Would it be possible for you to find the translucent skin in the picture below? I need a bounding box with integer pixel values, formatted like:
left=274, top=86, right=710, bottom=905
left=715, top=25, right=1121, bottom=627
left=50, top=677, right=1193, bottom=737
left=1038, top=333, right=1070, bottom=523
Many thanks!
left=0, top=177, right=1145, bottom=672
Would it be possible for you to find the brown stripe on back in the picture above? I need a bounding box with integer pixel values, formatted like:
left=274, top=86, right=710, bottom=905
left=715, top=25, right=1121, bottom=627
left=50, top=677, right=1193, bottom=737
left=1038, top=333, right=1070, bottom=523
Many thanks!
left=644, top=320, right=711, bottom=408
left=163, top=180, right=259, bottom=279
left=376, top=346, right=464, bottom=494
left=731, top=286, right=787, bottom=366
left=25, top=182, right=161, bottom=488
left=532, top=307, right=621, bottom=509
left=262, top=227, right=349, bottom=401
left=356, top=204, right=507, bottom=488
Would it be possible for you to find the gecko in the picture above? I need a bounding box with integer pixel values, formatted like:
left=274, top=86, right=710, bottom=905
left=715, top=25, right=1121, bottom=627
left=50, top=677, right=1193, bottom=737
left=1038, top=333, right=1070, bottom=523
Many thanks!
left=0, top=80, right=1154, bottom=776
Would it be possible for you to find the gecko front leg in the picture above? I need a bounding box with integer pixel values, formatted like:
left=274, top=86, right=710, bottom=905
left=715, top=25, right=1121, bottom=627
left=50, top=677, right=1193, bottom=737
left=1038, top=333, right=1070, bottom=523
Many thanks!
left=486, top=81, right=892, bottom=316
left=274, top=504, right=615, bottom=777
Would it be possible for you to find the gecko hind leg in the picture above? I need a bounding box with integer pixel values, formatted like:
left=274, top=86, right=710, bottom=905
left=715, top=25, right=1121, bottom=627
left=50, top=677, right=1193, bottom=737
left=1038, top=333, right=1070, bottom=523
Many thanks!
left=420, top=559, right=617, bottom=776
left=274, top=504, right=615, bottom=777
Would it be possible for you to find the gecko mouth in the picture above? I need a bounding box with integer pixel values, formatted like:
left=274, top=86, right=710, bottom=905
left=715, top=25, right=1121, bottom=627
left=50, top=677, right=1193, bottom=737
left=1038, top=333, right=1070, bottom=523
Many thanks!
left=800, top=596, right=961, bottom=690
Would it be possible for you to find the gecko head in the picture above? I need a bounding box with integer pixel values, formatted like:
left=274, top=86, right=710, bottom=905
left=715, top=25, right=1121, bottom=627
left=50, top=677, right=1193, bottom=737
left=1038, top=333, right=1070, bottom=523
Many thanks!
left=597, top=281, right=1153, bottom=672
-*-*-
- _What this task involves_: Reproduce every item above, line for line, with no changes to any wording, spacing, or numbers.

- _Exercise solution_:
Would it be possible for you to find the translucent skin in the picture below? I need a bounding box with integer pixel values, formatted like:
left=274, top=86, right=710, bottom=905
left=715, top=25, right=1121, bottom=627
left=50, top=677, right=1193, bottom=737
left=1038, top=333, right=1070, bottom=523
Many thanks!
left=0, top=177, right=1145, bottom=672
Would it be possible for you to find the brown stripe on back in the picture above? I need a bounding box with integer pixel values, formatted like:
left=274, top=86, right=710, bottom=905
left=715, top=25, right=1121, bottom=627
left=50, top=677, right=1193, bottom=737
left=1038, top=333, right=1070, bottom=523
Many thanks!
left=644, top=320, right=711, bottom=408
left=163, top=180, right=259, bottom=279
left=376, top=346, right=464, bottom=494
left=731, top=286, right=787, bottom=366
left=25, top=182, right=161, bottom=488
left=532, top=307, right=621, bottom=509
left=262, top=227, right=349, bottom=401
left=356, top=204, right=507, bottom=488
Would it be possible for you to find the gecko in the picture above? I need a bounding box with integer pixel values, formatted like:
left=274, top=86, right=710, bottom=905
left=715, top=25, right=1121, bottom=627
left=50, top=677, right=1193, bottom=737
left=1038, top=333, right=1070, bottom=523
Many thanks!
left=0, top=80, right=1154, bottom=776
Would it be possible for you to find the gecko front leg in the picture above? I need a bounding box with integer pixel values, formatted like:
left=274, top=86, right=710, bottom=905
left=715, top=25, right=1121, bottom=627
left=50, top=677, right=1193, bottom=737
left=1038, top=333, right=1070, bottom=523
Many thanks!
left=486, top=81, right=892, bottom=316
left=274, top=504, right=615, bottom=777
Would it be possible for you to find the gecko hind leg in the picture above? I need a bounding box with integer pixel values, formatted like:
left=274, top=86, right=710, bottom=905
left=715, top=25, right=1121, bottom=627
left=50, top=677, right=1193, bottom=737
left=1038, top=333, right=1070, bottom=523
Many thanks!
left=420, top=559, right=617, bottom=776
left=274, top=504, right=615, bottom=777
Would it be possible for you to find the gecko mouth in the picture above? I need a bounding box with integer pixel values, formatted like:
left=274, top=86, right=710, bottom=905
left=715, top=25, right=1121, bottom=627
left=50, top=677, right=1193, bottom=737
left=1038, top=333, right=1070, bottom=523
Many thanks!
left=800, top=596, right=961, bottom=690
Would it be possible for you to find the gecko head in the picture above? I need a bounding box with integer pixel values, formatted like:
left=274, top=86, right=710, bottom=905
left=715, top=25, right=1121, bottom=627
left=50, top=677, right=1193, bottom=737
left=1038, top=333, right=1070, bottom=523
Many thanks!
left=597, top=281, right=1153, bottom=672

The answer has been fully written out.